Wlcome to MT, mantis!


----------



## dubljay (Oct 3, 2005)

Welcome to MartialTalk mantis!  If you have any questions don't hesitate to ask.  Good to have you here.

 Happy posting.

 -Joshua


----------



## Lisa (Oct 3, 2005)

Welcome Mantis and Happy Posting.  Like dubljay said, have any questions don't hesitate to ask.  Happy Posting! :wavey:


----------



## mantis (Oct 3, 2005)

thanks to all for the warm welcoming
i havent felt this welcomed since the last fundraiser i attended  jk
thanks


----------



## Lisa (Oct 3, 2005)

mantis said:
			
		

> thanks to all for the warm welcoming
> i havent felt this welcomed since the last fundraiser i attended  jk
> thanks



LMAO

Well, now that you mentioned "fundraiser" there is always the supporting membership fee


----------



## arnisador (Oct 3, 2005)

Welcome!


----------



## OnlyAnEgg (Oct 3, 2005)

Lisa said:
			
		

> LMAO
> 
> Well, now that you mentioned "fundraiser" there is always the supporting membership fee


Best $12.00 I ever spent.


----------



## shesulsa (Oct 3, 2005)

Hey there - nice to meetcha.


----------



## arnisador (Oct 3, 2005)

OnlyAnEgg said:
			
		

> Best $12.00 I ever spent.


Yeah, I love the decoder ring!


----------



## mantis (Oct 3, 2005)

since you guys kindly offered to answer my questions I will ask one..

→ DATASET SECTION:
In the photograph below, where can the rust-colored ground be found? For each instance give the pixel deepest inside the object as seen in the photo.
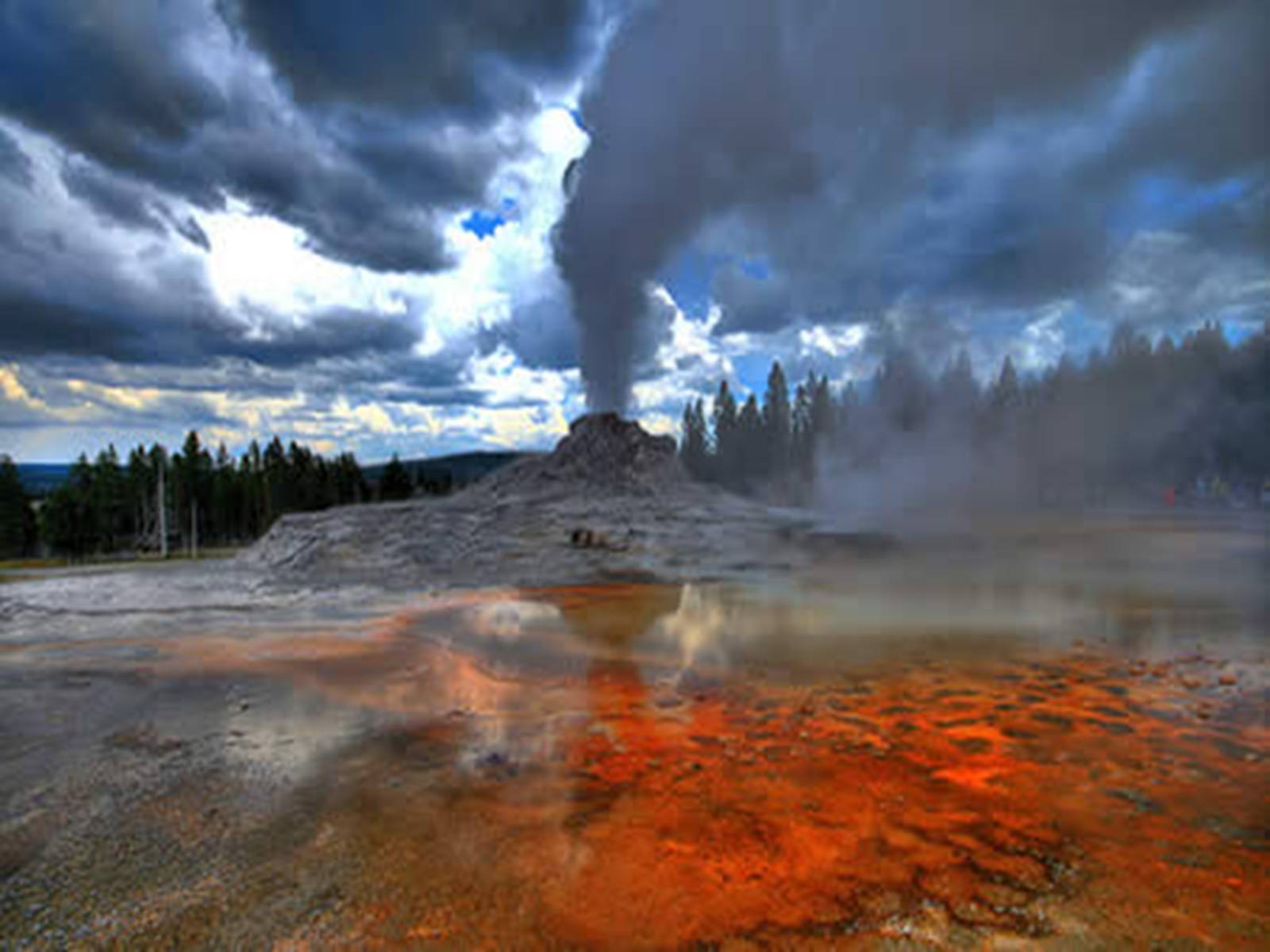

→ WHAT TO WORK ON:
A. Decide whether each of the following statements agrees with the MartialTalk welcome thread: (i) dubljay signs the post with the name Joshua; (ii) OnlyAnEgg reports paying $20.00 for the supporting membership; (iii) arnisador mentions a decoder ring. For each, answer yes or no and quote the deciding words from the thread.
B. Write the next portion of the MartialTalk welcome thread, beginning immediately after its final post.

→ THE REPLIES:
A.
(i) Yes: "-Joshua"
(ii) No: "Best $12.00 I ever spent."
(iii) Yes: "Yeah, I love the decoder ring!"

B.
can we request a new area in this forum? 
for Krav Maga..
thanks


----------



## dubljay (Oct 3, 2005)

There happens to be a Krav Maga section now.

http://martialtalk.com/forum/forumdisplay.php?f=143


----------



## arnisador (Oct 3, 2005)

Cool!


----------



## Gin-Gin (Oct 3, 2005)

Howdy from Texas! :wavey: Welcome to MT, & I hope you enjoy the fora (including the new Krav Maga area).


----------



## mantis (Oct 3, 2005)

hello Texas
yah.. im typing stuff in there so it doesnt get closed!
after typing all this im going to request a new "carpal tunnel syndrome" forum as well!


----------



## Jelik (Oct 3, 2005)

Welcome from New Zealand


----------



## MJS (Oct 3, 2005)

Welcome to MT!! Enjoy your stay here!! :ultracool 

Mike


----------



## KenpoTess (Oct 5, 2005)

Good to have you here 

Enjoy~!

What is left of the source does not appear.